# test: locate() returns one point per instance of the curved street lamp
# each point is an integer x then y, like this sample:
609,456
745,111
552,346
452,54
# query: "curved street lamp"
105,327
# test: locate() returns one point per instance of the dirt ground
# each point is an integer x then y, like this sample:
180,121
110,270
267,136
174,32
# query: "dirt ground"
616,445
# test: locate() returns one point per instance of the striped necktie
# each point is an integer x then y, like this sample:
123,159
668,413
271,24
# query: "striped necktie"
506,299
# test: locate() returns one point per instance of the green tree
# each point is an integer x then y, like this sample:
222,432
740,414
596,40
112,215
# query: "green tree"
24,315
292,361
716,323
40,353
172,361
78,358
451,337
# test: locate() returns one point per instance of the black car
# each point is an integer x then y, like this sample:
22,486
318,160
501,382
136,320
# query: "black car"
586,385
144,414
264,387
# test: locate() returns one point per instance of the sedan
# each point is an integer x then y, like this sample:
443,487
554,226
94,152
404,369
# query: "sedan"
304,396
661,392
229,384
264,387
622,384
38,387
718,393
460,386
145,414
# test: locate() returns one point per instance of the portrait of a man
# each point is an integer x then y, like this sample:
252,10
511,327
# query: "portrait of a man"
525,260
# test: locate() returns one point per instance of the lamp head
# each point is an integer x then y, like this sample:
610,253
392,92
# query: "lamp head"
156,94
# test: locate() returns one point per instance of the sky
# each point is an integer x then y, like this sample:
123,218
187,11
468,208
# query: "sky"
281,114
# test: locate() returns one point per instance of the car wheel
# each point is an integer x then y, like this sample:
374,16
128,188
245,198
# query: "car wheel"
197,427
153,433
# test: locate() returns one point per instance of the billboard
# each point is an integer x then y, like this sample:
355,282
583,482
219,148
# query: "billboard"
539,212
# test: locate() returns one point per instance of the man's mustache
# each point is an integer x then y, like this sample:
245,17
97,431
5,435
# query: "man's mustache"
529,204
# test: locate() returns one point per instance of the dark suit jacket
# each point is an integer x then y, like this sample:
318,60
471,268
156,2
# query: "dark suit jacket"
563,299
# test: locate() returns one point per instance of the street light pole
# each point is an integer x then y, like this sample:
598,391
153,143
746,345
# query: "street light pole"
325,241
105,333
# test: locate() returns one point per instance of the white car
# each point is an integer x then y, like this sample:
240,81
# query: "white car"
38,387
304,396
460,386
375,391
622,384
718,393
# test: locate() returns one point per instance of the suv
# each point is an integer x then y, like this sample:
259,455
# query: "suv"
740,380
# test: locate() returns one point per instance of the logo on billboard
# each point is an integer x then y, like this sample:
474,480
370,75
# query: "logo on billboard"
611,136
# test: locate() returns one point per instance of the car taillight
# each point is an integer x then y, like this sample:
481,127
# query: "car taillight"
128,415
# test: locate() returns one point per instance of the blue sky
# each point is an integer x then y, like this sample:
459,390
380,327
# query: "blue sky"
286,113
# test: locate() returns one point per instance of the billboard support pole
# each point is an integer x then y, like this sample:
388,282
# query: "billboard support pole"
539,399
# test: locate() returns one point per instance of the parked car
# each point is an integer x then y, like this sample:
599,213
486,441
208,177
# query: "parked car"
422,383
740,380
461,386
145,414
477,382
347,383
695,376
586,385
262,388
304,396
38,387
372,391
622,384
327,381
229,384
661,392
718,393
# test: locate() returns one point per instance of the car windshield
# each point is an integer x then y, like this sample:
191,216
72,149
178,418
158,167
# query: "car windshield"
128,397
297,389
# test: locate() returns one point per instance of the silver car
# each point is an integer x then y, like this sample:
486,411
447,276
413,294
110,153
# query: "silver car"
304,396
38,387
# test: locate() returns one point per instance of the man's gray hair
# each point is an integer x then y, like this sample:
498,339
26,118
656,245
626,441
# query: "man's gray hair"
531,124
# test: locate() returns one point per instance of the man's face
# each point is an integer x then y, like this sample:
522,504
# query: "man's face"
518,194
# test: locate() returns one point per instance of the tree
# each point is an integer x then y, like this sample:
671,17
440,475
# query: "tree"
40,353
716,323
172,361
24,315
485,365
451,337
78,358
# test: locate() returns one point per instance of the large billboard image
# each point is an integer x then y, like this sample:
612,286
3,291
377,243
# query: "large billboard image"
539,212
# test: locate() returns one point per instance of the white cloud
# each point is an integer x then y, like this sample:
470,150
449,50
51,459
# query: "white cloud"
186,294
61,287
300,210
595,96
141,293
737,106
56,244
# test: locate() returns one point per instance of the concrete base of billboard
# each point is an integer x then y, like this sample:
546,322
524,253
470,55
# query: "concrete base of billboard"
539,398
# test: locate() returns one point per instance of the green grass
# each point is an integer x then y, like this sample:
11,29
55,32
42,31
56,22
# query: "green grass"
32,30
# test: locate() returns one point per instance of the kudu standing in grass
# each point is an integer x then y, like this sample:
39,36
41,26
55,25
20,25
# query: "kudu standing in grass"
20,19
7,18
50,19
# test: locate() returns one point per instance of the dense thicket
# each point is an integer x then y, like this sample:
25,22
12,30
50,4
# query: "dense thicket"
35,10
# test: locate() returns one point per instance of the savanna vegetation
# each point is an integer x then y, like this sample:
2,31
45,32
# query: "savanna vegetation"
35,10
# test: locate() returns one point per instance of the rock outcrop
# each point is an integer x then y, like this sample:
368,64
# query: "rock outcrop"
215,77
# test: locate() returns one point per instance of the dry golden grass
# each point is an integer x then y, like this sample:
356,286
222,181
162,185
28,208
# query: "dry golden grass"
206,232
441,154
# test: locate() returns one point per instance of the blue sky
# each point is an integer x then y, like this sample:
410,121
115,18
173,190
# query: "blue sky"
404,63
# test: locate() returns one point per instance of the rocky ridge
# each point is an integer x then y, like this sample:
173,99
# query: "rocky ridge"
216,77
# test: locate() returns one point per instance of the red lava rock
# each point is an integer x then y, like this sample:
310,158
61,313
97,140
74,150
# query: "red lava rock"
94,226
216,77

########

> [Work required]
Retype each line above exactly as written.

> [Task solution]
# test: locate() returns one point per instance of the curved street lamp
# each point is an integer x then y, like this sample:
609,456
745,111
552,346
452,54
# query: "curved street lamp"
105,327
# test: locate() returns one point per instance of the dirt ground
# each point is an integer x then y, like this sample:
180,121
110,270
267,136
174,32
# query: "dirt ground"
616,445
# test: locate() returns one point per instance of the striped necktie
# each point is an integer x then y, like this sample:
123,159
668,413
271,24
# query: "striped necktie"
506,299
# test: locate() returns one point per instance of the green tree
# each point is an integer x then y, like this sample:
222,432
740,414
596,40
112,215
# query: "green tree"
24,315
292,361
716,323
40,353
172,361
78,358
451,337
# test: locate() returns one point per instance of the black car
# each point is an integer x then y, like this sample:
22,486
318,160
501,382
136,320
# query: "black car"
586,385
144,414
264,387
# test: locate() returns one point per instance of the sedan
# each point is an integer x then y, like this sample:
443,487
554,226
94,152
404,369
# query: "sedan"
304,396
661,392
229,384
264,387
622,384
38,387
718,393
460,386
145,414
# test: locate() returns one point per instance of the portrait of a man
# each point is an integer x then y, like this sample:
252,10
511,327
# query: "portrait of a man"
525,260
# test: locate() returns one point per instance of the lamp head
# each point is an integer x then y, like this sample:
610,253
392,92
# query: "lamp head"
156,94
# test: locate() returns one point per instance of the sky
# each point is an integer x then y, like this sample:
123,218
187,11
468,208
# query: "sky"
281,114
# test: locate() returns one point per instance of the car wheel
# each point is an integer x then y, like this sample:
374,16
128,188
245,198
# query: "car wheel"
197,427
153,433
# test: locate() returns one point per instance of the billboard
# each point is an integer x then y, like this sample:
355,282
583,482
219,148
# query: "billboard"
539,212
# test: locate() returns one point per instance of the man's mustache
# each point is an integer x then y, like this sample:
245,17
97,431
5,435
# query: "man's mustache"
529,204
# test: locate() returns one point per instance of the dark suit jacket
# each point is an integer x then y, like this sample:
318,60
471,268
156,2
# query: "dark suit jacket"
563,299
# test: locate() returns one point per instance of the street light pole
# each point is an integer x then y, like this sample:
598,391
153,143
746,345
# query: "street light pole"
325,241
105,333
# test: locate() returns one point per instance of the white car
# each point is an integer x then y, like this sample:
240,81
# query: "white car"
38,387
304,396
460,386
375,391
622,384
718,393
# test: locate() returns one point per instance of the suv
# each point is an integer x then y, like this sample:
259,455
# query: "suv"
740,380
# test: locate() returns one point per instance of the logo on billboard
# each point is an integer x then y, like this sample:
474,480
370,75
# query: "logo on billboard"
611,136
# test: locate() returns one point per instance of the car taillight
# each point is an integer x then y, like this sample:
481,127
# query: "car taillight"
128,415
# test: locate() returns one point per instance of the blue sky
# each point is an integer x then y, like this sample:
459,390
380,327
# query: "blue sky"
286,113
# test: locate() returns one point per instance of the billboard support pole
# each point is an integer x then y, like this sample:
388,282
# query: "billboard support pole"
539,399
# test: locate() returns one point per instance of the parked car
# each point is an integer x then y, like this sample:
599,213
486,441
208,177
# query: "parked car"
422,383
740,380
461,386
145,414
477,382
347,383
695,376
586,385
262,388
304,396
38,387
372,391
622,384
327,381
229,384
661,392
718,393
# test: locate() returns one point per instance of the car windshield
# each point is an integer x then y, like this sample:
191,216
72,149
178,418
158,167
# query: "car windshield"
128,397
297,389
# test: locate() returns one point per instance of the silver car
# each point is an integer x then y, like this sample:
486,411
447,276
413,294
110,153
# query: "silver car"
304,396
38,387
# test: locate() returns one point per instance of the man's gray hair
# each point is an integer x then y, like this sample:
498,339
26,118
656,245
626,441
# query: "man's gray hair"
531,124
# test: locate() returns one point per instance of the man's face
# each point is an integer x then y, like this sample:
522,504
# query: "man's face"
518,194
# test: locate() returns one point per instance of the tree
# each point is an integer x then y, like this sample:
671,17
440,475
# query: "tree"
40,353
716,323
172,361
24,315
485,365
451,337
78,358
# test: locate() returns one point per instance of the large billboard image
# each point is an integer x then y, like this sample:
612,286
3,291
377,243
# query: "large billboard image"
539,212
# test: locate() returns one point per instance of the white cloud
# each point is an integer x then y, like this sample:
470,150
449,50
51,459
# query: "white cloud"
186,294
61,287
300,210
595,96
141,293
737,106
56,244
# test: locate() returns one point per instance of the concrete base of billboard
# each point is an integer x then y, like this sample:
546,322
524,253
470,55
# query: "concrete base of billboard"
539,398
# test: locate() returns one point per instance of the green grass
# each point is an integer x then y, like this sample:
11,29
55,32
42,31
56,22
# query: "green grass"
32,30
# test: locate() returns one point per instance of the kudu standing in grass
# each point is an integer x then y, like this sample:
39,36
41,26
55,25
20,25
# query: "kudu standing in grass"
20,19
7,18
50,19
# test: locate() returns one point per instance of the dense thicket
# each point is an integer x then y, like this sample:
25,22
12,30
50,4
# query: "dense thicket"
35,10
# test: locate() returns one point per instance of the savanna vegetation
# each point is an integer x then y, like this sample:
2,31
45,32
# query: "savanna vegetation"
35,10
# test: locate() returns one point per instance of the rock outcrop
# each point is an integer x then y, like this sample:
368,64
# query: "rock outcrop"
215,77
# test: locate() returns one point per instance of the dry golden grass
# each point is an integer x then y, like this sample:
356,286
222,181
162,185
28,208
# query: "dry golden grass"
206,232
441,154
# test: locate() returns one point per instance of the blue sky
# each point is an integer x then y, like this sample:
410,121
115,18
173,190
# query: "blue sky"
404,63
# test: locate() returns one point per instance of the rocky ridge
# each point is an integer x then y, like this sample:
173,99
# query: "rocky ridge"
216,77
# test: locate() returns one point per instance of the red lava rock
# each point is an integer x then y, like this sample:
310,158
61,313
97,140
74,150
# query: "red lava rock"
94,226
216,77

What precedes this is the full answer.